Items from a dataset
>> START

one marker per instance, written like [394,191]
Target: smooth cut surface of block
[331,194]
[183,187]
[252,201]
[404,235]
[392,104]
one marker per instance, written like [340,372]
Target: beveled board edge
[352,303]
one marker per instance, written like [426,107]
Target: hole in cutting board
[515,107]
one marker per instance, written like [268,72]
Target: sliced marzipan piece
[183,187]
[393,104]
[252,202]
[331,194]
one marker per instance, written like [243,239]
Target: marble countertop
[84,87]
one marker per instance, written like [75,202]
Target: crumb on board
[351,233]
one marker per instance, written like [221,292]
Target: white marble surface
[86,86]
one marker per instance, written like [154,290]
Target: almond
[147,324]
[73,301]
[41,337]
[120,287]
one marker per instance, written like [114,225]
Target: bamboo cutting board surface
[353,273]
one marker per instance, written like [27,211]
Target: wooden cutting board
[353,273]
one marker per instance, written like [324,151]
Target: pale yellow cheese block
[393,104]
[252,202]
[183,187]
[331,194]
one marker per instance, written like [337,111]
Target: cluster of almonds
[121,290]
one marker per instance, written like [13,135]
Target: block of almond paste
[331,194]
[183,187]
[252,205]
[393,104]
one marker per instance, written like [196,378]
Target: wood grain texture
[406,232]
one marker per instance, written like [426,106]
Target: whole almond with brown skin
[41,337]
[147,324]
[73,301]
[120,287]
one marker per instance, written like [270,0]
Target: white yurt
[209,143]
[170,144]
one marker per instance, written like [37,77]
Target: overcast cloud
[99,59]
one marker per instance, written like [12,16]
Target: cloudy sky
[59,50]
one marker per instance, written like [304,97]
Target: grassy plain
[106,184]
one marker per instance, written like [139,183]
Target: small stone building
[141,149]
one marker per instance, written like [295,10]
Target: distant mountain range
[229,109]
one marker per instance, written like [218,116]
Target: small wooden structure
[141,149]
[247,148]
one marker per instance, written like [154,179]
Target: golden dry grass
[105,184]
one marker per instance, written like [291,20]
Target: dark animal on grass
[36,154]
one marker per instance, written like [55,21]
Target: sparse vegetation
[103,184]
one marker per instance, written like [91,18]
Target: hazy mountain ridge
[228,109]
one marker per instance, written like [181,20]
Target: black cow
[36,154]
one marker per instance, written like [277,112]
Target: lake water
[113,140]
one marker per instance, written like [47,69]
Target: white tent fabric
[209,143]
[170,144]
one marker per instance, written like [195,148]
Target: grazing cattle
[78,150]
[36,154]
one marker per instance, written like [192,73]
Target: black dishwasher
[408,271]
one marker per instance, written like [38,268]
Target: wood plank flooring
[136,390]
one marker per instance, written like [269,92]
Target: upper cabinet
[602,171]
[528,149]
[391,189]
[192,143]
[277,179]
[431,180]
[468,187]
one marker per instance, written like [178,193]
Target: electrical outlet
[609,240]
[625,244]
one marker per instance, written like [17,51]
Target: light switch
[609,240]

>> END

Given exercise – Reproduce all of the records above verbatim, line by line.

Correct response –
one marker per instance, written like [394,191]
Target: smooth cut surface of block
[331,194]
[183,187]
[252,201]
[404,235]
[392,104]
one marker per instance, written like [340,372]
Target: beveled board edge
[352,303]
one marker per instance, written like [426,107]
Target: hole in cutting board
[515,107]
one marker per instance, written like [268,72]
Target: sliced marzipan piece
[183,187]
[393,104]
[252,202]
[331,194]
one marker per instance, written like [243,239]
Target: marble countertop
[84,87]
one marker per instance, written like [75,202]
Target: crumb on board
[351,233]
one marker per instance, written like [221,292]
Target: white marble surface
[86,86]
one marker per instance, written like [154,290]
Target: almond
[147,324]
[73,301]
[41,337]
[120,287]
one marker per instance, written like [114,225]
Target: bamboo cutting board surface
[353,273]
one marker per instance, written like [27,211]
Target: wooden cutting board
[353,273]
one marker per instance, written like [324,151]
Target: pale yellow cheese block
[393,104]
[252,202]
[183,187]
[331,194]
one marker per instance, written like [337,111]
Target: cluster of almonds
[121,290]
one marker per instance, written like [13,135]
Target: block of almond paste
[331,194]
[183,187]
[252,205]
[393,104]
one marker per instance, written like [196,378]
Target: wood grain texture
[406,232]
one marker per instance, written like [426,106]
Target: whole almond with brown skin
[41,337]
[147,324]
[73,301]
[120,287]
one marker per instance, written like [270,0]
Target: white yurt
[209,143]
[170,144]
one marker per instance, written like [37,77]
Target: overcast cloud
[99,59]
one marker per instance, written like [12,16]
Target: cloudy sky
[59,50]
one marker per instance, written like [304,97]
Target: grassy plain
[106,184]
one marker per instance, written like [139,183]
Target: small stone building
[141,149]
one marker per instance, written like [295,10]
Target: distant mountain range
[229,109]
one marker per instance, written like [218,116]
Target: small wooden structure
[141,149]
[247,148]
one marker per instance, written like [154,179]
Target: golden dry grass
[105,184]
one marker per instance, written like [291,20]
Target: dark animal on grass
[36,154]
one marker per instance, written like [55,21]
Target: sparse vegetation
[103,184]
one marker per instance, written like [91,18]
Target: hazy mountain ridge
[228,109]
one marker per instance, written like [181,20]
Target: black cow
[36,154]
one marker per instance, written like [277,112]
Target: lake water
[113,140]
one marker per instance, written like [47,69]
Target: white tent fabric
[209,143]
[170,144]
one marker per instance, written like [195,148]
Target: grazing cattle
[78,150]
[36,154]
one marker per instance, written like [192,73]
Target: black dishwasher
[408,271]
one marker per instance, written like [38,268]
Target: wood plank flooring
[136,390]
one marker per instance, written like [269,92]
Target: upper cabinet
[602,171]
[528,149]
[391,189]
[192,143]
[277,179]
[431,180]
[468,187]
one marker per instance, written like [178,193]
Target: electrical outlet
[609,240]
[625,244]
one marker per instance, written like [17,51]
Target: light switch
[609,240]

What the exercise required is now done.